• YOUR INSTRUCTIONS
Report how many lines in the material that follows contain the string "below", with case counting. Give only the number.

>> BEGIN RECORD EXTRACTS

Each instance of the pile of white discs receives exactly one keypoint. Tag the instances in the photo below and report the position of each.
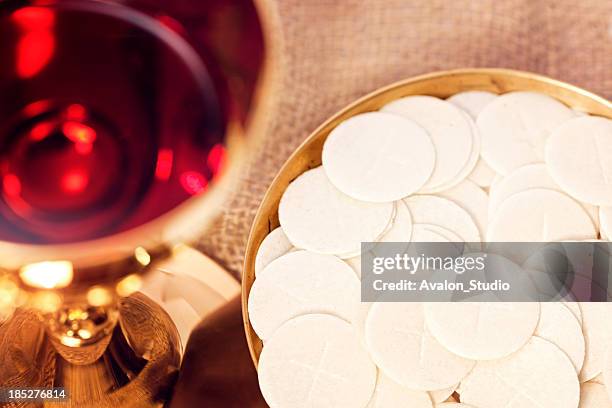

>> END RECORD EXTRACTS
>> BEGIN RECORD EXTRACTS

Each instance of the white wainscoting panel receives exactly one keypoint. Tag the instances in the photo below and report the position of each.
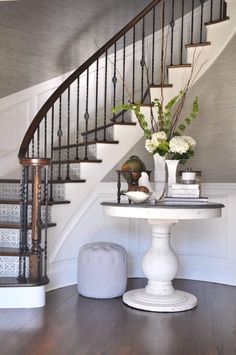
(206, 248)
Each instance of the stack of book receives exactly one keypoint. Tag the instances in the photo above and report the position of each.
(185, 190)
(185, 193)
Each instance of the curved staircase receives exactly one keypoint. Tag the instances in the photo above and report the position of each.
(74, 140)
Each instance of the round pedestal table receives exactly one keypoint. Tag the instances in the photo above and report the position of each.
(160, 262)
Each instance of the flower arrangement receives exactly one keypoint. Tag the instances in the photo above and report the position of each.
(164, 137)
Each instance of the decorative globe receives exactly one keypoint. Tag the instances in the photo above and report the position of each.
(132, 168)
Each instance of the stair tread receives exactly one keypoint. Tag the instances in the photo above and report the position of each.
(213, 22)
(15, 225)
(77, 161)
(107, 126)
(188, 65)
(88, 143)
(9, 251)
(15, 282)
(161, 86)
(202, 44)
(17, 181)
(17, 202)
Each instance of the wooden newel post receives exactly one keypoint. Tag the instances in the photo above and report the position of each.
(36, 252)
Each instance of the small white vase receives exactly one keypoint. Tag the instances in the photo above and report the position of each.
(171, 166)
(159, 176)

>> END RECORD EXTRACTS

• FULL SOLUTION
2